◆ Directives:
a) In the couch-training thread, turn the paragraph beginning "One of my ultimate training goals" into a short bulleted list that keeps its main facts.
b) Go on with the couch-training thread from its final line by writing the post that follows the ZeeDoggy (Jul 16, 2010) header.

◆ Supplied text:
..........
# Asking permission to get up on the couch



## dilbert (Nov 1, 2008)

After many years of waiting and planning, I'm getting a Golden Retriever puppy in mid-May. In addition to spending a small fortune in buying supplies, I'm currently trying to finalize some of my training plans/goals. 

One of my ultimate training goals is that Dakota (his/her planned name) will not be allowed on the couch without permission. As an alternative, I'd be willing to settle for it's okay for him/her to get on the couch as long as he/she gets off on command. Dakota will likely spend plenty of time on the couch with me. But in an effort to have a polite dog, I would like it so Dakota only gets up on the couch with permission.

I know that consistency and routine are paramount in training and in having a well behaved dog. And that training a behavior to be allowable only sometimes is more challenging than training towards a consistent behavior. But I'd still like to try for this goal.

I have not found any examples of training towards such a goal in the research I have done so far. (I still have 3 or 4 training books on my "pre-adoption day" reading list, and a few more after that.) So my question is what is the best way to go about this goal? Do I: 

1) Initially train Dakota that he/she is not allowed on the couch at all. And then later allow it via a command? 

2) Or can I train right from the start that getting up on the couch is precipitated by a command? I think this would likely be trained in a similar fashion as take-it/drop-it is done. I could teach a set of UP/DOWN (or ON/OFF) commands, such that UP is preceded with a SIT. But would that prevent Dakota from jumping up without a command? Or to prevent that would I need to do simultaneous training by using body blocks to prevent any attempts to get on the couch? (I would suspect that would not be for a few months until he/she is bigger.)

3) Something else?

Given that I and the million people that will be coming by to help socialize Dakota will likely want to have an adorable puppy up on the couch with them, I would like to allow him/her on the couch from the beginning (option #2). But not if it will undermine later work (knowing that you need to apply the rules of the house from day one and not change them on the poor dog later). So if option #1 is the best way to go, I'll just have to prevent the puppy from being on the couch at all.

Has anyone been successful in training a dog for such behavior?

As a side note, I do plan to train "Go to you Place" or Go to you Mat" command. In case that can be useful in this.

Thanks.


----------



## ZeeDoggy (Jul 16, 2010)
..........
◆ Listed records:
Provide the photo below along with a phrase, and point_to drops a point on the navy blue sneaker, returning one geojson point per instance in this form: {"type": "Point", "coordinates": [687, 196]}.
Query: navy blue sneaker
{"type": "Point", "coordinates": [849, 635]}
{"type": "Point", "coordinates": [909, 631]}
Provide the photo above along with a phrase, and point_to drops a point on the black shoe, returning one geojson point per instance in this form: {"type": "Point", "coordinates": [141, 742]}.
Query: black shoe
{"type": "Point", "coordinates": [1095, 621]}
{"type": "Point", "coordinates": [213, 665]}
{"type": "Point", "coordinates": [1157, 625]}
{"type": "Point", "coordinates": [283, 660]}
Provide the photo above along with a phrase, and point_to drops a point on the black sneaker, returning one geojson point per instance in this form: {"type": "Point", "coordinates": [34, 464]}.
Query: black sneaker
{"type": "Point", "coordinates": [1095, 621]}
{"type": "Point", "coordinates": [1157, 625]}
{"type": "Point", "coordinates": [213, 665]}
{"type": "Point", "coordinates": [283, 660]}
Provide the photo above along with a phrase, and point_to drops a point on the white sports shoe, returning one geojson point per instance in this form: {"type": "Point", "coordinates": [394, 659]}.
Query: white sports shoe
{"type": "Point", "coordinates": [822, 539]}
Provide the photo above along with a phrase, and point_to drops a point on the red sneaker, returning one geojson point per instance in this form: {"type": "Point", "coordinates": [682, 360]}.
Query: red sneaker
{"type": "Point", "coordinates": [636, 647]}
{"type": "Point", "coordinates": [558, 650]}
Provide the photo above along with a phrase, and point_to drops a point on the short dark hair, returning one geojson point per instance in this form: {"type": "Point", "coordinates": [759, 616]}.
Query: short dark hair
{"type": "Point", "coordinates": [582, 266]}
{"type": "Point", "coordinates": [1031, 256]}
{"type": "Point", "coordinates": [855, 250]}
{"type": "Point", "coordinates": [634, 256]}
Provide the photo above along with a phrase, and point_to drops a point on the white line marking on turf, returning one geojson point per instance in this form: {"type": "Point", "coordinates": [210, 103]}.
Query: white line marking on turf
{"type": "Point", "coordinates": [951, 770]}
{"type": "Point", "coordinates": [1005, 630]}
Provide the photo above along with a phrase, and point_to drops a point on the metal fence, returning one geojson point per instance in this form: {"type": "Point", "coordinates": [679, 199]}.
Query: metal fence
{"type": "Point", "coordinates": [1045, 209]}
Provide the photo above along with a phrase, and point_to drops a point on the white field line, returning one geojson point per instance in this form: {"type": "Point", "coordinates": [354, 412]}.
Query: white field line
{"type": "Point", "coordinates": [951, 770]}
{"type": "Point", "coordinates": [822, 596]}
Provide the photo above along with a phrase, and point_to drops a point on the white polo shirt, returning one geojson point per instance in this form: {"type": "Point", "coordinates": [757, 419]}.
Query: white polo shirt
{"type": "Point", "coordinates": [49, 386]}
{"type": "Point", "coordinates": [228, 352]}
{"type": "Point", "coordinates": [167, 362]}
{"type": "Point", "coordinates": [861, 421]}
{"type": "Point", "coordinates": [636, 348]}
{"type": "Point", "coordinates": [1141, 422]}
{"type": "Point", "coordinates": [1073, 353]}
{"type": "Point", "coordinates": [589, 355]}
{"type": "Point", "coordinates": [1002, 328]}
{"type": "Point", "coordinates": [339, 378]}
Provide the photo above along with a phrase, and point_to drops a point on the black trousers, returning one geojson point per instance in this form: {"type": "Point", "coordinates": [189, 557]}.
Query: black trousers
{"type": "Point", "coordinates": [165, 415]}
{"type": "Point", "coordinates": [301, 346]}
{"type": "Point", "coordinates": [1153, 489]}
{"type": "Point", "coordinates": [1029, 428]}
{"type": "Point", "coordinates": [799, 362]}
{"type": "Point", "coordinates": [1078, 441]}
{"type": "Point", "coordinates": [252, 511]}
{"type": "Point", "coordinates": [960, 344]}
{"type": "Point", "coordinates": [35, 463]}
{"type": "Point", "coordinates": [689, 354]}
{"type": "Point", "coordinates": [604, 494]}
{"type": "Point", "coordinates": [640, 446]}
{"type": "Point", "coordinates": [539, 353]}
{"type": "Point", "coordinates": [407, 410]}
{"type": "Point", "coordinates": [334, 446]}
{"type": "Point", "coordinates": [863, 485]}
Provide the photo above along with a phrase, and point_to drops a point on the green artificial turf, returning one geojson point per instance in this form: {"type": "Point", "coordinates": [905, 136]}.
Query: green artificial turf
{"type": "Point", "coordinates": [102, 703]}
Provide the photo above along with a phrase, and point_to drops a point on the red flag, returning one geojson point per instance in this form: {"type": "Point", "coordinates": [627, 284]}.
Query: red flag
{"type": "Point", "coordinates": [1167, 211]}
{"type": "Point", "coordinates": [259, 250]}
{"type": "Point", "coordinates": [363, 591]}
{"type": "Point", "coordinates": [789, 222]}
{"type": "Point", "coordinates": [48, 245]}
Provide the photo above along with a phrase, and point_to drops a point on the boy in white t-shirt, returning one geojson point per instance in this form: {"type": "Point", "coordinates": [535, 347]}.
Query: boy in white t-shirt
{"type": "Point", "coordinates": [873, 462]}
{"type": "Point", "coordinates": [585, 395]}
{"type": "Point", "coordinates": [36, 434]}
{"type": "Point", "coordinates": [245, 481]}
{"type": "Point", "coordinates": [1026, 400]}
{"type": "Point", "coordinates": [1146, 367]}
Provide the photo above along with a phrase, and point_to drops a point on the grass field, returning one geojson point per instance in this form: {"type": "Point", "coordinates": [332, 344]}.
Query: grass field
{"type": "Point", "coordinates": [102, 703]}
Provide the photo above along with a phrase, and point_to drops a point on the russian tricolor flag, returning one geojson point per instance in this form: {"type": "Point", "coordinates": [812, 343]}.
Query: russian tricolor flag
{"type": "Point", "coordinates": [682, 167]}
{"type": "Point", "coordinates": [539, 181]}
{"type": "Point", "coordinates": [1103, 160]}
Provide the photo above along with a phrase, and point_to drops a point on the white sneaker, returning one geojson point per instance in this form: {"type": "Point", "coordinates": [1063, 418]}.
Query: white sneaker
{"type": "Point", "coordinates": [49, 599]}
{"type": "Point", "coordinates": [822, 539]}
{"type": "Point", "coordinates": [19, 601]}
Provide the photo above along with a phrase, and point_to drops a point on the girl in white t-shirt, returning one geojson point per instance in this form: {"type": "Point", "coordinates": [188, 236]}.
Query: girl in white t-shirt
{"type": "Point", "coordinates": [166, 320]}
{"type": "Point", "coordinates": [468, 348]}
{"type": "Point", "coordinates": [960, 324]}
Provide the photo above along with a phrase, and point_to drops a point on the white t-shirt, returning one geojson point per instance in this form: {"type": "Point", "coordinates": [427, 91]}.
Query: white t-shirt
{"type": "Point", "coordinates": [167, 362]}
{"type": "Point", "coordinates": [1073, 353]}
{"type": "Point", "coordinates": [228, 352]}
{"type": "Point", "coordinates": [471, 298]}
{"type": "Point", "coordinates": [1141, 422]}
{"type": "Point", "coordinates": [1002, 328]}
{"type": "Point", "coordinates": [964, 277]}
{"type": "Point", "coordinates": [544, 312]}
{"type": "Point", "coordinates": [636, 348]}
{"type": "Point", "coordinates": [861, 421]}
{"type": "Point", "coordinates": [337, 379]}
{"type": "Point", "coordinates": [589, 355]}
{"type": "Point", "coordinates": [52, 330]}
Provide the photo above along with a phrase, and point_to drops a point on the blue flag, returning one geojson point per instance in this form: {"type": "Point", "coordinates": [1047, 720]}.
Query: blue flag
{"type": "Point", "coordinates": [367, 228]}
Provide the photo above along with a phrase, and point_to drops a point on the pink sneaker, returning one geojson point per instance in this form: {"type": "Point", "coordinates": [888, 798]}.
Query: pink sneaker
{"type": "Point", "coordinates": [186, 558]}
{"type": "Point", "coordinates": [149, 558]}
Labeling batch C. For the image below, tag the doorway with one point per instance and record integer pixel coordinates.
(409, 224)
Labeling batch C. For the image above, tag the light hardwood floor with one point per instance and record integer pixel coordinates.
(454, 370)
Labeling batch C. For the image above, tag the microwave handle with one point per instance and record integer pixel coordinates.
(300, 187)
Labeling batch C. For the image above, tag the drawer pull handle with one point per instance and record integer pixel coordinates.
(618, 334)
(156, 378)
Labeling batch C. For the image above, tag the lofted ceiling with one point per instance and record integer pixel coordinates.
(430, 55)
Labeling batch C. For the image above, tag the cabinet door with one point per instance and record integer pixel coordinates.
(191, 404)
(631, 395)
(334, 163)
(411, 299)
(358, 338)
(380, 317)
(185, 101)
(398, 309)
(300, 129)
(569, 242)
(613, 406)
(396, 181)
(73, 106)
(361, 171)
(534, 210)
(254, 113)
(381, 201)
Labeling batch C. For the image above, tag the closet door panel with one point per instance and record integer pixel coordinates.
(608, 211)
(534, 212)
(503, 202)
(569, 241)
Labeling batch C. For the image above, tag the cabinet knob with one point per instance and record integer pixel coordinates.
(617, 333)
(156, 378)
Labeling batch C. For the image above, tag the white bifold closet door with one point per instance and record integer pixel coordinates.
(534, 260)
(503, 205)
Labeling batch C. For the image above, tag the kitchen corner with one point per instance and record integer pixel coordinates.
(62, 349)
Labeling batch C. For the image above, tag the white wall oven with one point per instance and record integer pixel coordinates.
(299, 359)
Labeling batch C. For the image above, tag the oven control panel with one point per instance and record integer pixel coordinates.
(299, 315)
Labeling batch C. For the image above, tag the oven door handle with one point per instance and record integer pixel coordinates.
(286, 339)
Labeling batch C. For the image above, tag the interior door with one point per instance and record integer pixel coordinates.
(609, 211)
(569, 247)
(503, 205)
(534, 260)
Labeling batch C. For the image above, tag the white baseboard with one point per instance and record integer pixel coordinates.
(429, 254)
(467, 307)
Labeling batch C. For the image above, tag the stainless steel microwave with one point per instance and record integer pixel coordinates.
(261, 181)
..........
◆ Answers to the exercise:
a)
- Main goal: Dakota (the planned name) may get on the couch only with permission.
- Acceptable fallback: Dakota may get on the couch but must get off on command.
- Dakota will likely spend plenty of time on the couch with the owner.
- The aim is a polite dog.

b)
My dog is allowed on the furniture but only if he's invited up by a human. He has to get off if the humans leave. It's really easy to teach the "off" command. Once your pup is old enough to jump off the furniture safely, invite the dog up and reward. Throw a treat on the ground and the moment the dog goes to get it say "off." Repeat over and over again with treats and gradually decrease them. Eventually, the dog will get off the furniture with just the command and no treats. 

I think it's a good idea to teach the dog to go to its place (crate, mat, etc.). It's a very handy command. Good luck with the pup!


----------



## BrittanieJo (Sep 23, 2010)

My best friend's dog asks to get on the couch. He stands there and stares at you till you say Come on up. They did the you aren't allowed on the couch at all then allowed him on the couch on command. Aggie is allowed on the couch but she gets down when we say off which we simply trained by saying off, and giving her a treat lol.


----------



## dilbert (Nov 1, 2008)

Thanks for the tips ZeeDoggy and BrittanieJo.


----------



## hanksimon (Mar 18, 2009)

I recommend that you teach Dakota to Sit at the couch, to ask permission. You'll be able to use that behavior for going through doors, coming out of the car, entering the car, going through gates, etc. Also, teach Off.

Once he is big enough to jump on the couch by himself (~ 6 mos), it won't take much to teach him to jump up  ... and then just attach a cue, making sure that he gets off every single time, and that he asks permission every single time.

The dog will be easy to teach.... However, getting other people to comply with your rules is a different issue. This is important.

If someone encourages your dog to misbehave, you have to stop everything, make Dakota get off the couch and maybe even go to his crate or place, then tell the person that Dakota can't "do that" because he is in training... But you mus t go through this drama to punish the human for teaching Dakota not to follow the rules.

My dog greeted beautifully at 6 mos. However, the neighbors encouraged him to jump and bark. I didn't realize the damage... and 10 years later he still barks occassionally to greet people. A 60 lb dog has a big bark. Now, I tell people, that he is in training....


----------



## dilbert (Nov 1, 2008)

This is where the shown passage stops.